→ THE TASK
In the records below, find each line holding the word "roof" and copy it.
╭─ PROVIDED DATA
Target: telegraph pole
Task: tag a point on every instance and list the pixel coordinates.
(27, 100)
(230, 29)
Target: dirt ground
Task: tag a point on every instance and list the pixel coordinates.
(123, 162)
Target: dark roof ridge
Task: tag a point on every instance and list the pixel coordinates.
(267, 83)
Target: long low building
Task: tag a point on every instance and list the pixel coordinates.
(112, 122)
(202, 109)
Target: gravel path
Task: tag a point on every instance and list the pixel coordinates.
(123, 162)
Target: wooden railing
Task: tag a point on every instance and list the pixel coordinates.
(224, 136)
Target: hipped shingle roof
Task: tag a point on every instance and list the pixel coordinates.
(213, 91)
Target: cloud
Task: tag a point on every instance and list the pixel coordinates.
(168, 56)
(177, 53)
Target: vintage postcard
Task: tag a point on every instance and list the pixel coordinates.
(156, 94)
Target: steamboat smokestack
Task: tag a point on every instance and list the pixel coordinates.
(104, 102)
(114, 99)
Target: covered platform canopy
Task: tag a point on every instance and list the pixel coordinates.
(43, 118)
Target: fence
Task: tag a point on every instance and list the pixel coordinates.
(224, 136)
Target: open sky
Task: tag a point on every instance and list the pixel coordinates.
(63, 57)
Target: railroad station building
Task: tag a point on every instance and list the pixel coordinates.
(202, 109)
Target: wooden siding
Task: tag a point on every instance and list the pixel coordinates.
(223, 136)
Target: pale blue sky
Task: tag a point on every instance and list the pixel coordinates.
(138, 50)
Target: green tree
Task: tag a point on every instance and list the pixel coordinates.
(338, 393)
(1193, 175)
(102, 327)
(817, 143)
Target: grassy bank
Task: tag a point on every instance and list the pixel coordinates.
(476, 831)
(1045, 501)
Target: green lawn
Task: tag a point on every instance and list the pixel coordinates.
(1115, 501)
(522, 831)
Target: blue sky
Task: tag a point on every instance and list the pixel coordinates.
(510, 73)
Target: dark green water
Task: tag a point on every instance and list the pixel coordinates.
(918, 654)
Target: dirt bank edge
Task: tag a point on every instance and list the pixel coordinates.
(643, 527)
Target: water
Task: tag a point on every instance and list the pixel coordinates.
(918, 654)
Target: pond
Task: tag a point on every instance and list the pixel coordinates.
╰─
→ SOLUTION
Target: dark roof ridge
Target: hipped shingle roof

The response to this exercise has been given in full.